■ Selected excerpt:
"""

Effect of accepting the Offer
Acceptance of the Offer by any Independent Shareholder will constitute a warranty by such person that all Offer Shares to be sold by such person under the Offer are fully paid and free from all encumbrances whatsoever together with all rights attached thereto, including but not limited to all rights to any dividend or other distribution declared, made or paid on or after the date of the Composite Document.
Acceptances of the Offer will be irrevocable and not capable of being withdrawn, except as permitted under the Takeovers Code.
Hong Kong stamp duty
The seller’s Hong Kong ad valorem stamp duty payable by the Independent Shareholders on acceptances of the Offer calculated at a rate of 0.1% of the consideration payable in respect of the relevant acceptances or, if higher, the market value of the Offer Shares subject to such acceptance, will be deducted from the amounts payable by the Joint Offerors to such person on acceptance of the Offer. The Joint Offerors will arrange for payment of the seller’s ad valorem stamp duty on behalf of the relevant Independent Shareholders who accept the Offer and pay the buyer’s Hong Kong ad valorem stamp duty in connection with the acceptance of the Offer and the transfers of the relevant Shares in accordance with the Stamp Duty Ordinance (Chapter 117 of the Laws of Hong Kong).

"""

■ Instructions:
[a] From the offer excerpt above, copy the passage word for word. Begin at the words "Effect of accepting" and stop after "the Takeovers Code.".
[b] Answer these questions using the offer excerpt above:
(i) At what rate is the seller's Hong Kong ad valorem stamp duty calculated?
(ii) Under what condition can acceptances of the Offer be withdrawn?
(iii) Who pays the buyer's Hong Kong ad valorem stamp duty in connection with acceptance of the Offer?

■ Dataset extract:
"""

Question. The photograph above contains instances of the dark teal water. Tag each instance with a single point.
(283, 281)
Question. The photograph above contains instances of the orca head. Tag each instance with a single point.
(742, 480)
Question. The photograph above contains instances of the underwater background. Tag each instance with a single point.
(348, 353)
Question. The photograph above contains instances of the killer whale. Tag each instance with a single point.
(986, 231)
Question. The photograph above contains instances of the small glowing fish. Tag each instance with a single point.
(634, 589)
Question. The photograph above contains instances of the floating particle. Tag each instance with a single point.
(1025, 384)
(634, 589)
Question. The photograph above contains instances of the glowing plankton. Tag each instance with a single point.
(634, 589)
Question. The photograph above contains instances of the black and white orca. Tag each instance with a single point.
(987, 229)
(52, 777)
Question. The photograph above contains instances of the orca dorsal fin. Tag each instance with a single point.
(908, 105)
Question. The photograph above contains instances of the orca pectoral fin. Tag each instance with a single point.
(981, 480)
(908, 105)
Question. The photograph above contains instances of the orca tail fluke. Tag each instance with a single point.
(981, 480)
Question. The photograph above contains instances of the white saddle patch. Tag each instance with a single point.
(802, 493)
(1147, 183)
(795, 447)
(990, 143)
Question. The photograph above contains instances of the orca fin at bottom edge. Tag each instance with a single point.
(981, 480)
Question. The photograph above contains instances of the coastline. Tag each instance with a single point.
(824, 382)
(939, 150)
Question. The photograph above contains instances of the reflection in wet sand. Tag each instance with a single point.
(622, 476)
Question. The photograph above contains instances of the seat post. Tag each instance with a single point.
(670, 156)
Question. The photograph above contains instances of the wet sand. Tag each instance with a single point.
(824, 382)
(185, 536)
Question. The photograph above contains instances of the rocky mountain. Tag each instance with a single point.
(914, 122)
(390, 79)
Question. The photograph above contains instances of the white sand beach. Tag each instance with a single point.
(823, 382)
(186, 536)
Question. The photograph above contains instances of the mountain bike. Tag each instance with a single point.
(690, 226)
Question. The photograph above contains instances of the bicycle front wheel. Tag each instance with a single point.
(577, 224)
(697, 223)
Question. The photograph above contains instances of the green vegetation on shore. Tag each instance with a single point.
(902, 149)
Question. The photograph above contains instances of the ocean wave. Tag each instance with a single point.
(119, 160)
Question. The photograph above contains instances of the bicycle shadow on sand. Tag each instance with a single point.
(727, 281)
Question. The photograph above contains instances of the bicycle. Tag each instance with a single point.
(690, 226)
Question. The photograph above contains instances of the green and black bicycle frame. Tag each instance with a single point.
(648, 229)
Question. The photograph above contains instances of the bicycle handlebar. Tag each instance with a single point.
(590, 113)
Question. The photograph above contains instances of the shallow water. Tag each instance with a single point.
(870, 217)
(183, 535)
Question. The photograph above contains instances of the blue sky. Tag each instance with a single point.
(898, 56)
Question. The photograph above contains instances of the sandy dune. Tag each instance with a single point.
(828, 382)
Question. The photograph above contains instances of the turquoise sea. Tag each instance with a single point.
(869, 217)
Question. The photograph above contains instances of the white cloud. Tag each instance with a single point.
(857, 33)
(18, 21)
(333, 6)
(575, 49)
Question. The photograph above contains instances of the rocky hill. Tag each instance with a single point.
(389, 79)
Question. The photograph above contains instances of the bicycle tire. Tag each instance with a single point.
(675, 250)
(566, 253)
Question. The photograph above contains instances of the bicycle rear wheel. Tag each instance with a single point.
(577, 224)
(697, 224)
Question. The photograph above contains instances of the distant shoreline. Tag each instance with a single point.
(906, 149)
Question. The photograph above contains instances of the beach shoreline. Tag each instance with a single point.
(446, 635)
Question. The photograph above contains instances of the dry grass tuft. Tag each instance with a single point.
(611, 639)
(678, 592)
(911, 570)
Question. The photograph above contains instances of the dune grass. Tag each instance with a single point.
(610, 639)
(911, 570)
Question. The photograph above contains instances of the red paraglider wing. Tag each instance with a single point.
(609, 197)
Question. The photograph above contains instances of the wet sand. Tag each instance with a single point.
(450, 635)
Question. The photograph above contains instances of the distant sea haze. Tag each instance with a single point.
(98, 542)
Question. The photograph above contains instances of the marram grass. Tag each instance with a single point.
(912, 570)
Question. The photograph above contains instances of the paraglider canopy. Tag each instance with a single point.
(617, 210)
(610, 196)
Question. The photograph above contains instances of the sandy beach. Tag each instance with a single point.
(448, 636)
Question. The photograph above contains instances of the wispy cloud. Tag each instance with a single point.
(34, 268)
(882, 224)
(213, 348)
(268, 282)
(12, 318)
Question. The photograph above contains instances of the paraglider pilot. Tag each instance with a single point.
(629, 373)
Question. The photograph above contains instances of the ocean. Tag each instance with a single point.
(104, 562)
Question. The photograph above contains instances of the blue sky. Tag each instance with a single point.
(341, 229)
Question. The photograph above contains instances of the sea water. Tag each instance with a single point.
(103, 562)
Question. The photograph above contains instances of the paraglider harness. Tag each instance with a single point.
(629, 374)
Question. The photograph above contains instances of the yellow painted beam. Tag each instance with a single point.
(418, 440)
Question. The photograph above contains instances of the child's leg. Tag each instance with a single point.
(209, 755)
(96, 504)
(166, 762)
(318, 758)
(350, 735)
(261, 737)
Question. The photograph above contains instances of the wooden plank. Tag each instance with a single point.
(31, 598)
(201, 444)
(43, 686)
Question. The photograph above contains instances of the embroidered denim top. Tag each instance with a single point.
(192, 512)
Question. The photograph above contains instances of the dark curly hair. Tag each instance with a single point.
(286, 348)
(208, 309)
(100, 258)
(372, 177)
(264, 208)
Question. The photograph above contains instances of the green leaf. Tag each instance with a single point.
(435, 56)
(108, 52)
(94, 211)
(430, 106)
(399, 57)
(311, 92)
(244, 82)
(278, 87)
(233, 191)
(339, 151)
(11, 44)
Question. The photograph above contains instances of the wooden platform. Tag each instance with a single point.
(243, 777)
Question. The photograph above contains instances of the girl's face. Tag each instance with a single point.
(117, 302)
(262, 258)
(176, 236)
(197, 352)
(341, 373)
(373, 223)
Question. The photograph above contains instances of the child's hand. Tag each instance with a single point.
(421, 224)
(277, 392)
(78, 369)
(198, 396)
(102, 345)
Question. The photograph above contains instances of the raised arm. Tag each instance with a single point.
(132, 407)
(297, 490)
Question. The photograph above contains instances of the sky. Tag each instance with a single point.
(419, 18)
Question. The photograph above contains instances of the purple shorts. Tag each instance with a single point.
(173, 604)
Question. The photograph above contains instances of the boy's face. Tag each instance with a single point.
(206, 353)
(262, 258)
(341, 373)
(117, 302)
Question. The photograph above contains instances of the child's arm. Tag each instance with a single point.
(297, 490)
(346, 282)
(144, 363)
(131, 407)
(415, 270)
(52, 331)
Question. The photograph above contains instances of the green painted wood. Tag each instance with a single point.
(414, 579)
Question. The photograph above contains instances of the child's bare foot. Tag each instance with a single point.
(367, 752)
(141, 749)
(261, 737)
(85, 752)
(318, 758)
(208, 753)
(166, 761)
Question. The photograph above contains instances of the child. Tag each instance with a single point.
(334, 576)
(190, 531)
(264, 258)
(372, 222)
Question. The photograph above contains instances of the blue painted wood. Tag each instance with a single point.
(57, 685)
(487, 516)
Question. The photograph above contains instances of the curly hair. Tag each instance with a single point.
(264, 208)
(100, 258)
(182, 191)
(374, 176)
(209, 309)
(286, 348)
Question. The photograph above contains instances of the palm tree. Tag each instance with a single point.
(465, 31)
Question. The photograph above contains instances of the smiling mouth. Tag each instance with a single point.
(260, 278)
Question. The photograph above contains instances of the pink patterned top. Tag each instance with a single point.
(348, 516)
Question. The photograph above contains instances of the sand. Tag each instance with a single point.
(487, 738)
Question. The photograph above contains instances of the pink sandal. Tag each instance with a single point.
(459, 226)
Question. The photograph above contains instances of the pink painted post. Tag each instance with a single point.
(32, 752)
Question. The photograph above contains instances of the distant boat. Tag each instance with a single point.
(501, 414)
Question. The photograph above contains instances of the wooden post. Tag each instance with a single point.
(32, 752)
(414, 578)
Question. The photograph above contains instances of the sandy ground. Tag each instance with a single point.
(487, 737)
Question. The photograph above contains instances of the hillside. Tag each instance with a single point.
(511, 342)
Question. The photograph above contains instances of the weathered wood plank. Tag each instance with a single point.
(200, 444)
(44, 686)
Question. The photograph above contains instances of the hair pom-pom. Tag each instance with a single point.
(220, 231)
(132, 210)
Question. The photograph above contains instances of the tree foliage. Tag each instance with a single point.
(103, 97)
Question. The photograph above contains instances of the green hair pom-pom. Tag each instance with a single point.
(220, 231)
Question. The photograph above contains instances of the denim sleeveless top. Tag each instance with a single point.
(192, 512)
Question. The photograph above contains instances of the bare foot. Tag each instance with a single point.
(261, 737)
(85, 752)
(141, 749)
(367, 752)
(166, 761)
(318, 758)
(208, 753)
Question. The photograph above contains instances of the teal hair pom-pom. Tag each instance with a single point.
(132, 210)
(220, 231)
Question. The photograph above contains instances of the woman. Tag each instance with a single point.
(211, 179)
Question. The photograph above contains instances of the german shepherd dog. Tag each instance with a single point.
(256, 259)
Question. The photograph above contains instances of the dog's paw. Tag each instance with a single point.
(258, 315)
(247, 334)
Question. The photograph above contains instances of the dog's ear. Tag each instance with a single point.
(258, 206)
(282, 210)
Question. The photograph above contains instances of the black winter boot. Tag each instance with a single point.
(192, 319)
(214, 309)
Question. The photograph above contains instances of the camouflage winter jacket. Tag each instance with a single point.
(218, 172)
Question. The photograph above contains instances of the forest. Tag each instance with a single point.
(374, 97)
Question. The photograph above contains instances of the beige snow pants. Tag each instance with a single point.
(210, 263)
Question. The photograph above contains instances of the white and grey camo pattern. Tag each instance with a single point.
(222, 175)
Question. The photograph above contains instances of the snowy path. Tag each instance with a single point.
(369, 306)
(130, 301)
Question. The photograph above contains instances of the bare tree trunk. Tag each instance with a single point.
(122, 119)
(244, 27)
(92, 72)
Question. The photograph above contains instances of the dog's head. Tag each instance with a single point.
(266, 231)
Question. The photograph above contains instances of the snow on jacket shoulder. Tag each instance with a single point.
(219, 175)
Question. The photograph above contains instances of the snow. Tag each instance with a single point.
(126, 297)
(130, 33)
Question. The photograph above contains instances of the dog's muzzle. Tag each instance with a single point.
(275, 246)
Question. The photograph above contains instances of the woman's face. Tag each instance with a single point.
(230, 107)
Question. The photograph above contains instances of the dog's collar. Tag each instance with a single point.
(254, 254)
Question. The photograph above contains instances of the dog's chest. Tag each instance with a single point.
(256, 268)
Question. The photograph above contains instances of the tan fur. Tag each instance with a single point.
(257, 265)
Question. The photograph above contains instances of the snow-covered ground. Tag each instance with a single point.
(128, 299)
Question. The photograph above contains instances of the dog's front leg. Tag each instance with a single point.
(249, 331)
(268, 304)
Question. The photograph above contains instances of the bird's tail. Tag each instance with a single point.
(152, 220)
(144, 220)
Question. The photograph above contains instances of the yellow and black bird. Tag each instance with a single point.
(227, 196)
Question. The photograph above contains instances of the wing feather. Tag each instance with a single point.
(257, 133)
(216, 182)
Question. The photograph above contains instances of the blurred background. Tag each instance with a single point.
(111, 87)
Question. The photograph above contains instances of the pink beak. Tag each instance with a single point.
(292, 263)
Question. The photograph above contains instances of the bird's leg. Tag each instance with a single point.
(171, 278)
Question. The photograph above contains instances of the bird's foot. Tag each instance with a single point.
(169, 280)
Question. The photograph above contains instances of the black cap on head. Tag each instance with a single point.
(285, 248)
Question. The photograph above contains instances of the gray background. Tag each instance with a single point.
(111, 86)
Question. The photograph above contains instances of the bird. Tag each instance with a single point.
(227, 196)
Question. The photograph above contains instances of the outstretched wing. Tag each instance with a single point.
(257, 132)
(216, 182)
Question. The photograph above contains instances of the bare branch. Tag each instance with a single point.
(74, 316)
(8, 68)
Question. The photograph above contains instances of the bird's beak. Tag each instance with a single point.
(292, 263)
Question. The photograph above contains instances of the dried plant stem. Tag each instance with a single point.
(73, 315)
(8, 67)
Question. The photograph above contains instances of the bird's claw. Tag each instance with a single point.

"""

■ Answers provided:
[a]
Effect of accepting the Offer
Acceptance of the Offer by any Independent Shareholder will constitute a warranty by such person that all Offer Shares to be sold by such person under the Offer are fully paid and free from all encumbrances whatsoever together with all rights attached thereto, including but not limited to all rights to any dividend or other distribution declared, made or paid on or after the date of the Composite Document.
Acceptances of the Offer will be irrevocable and not capable of being withdrawn, except as permitted under the Takeovers Code.

[b]
(i) 0.1% of the consideration payable for the relevant acceptances or, if higher, the market value of the Offer Shares subject to such acceptance.
(ii) Only as permitted under the Takeovers Code.
(iii) The Joint Offerors.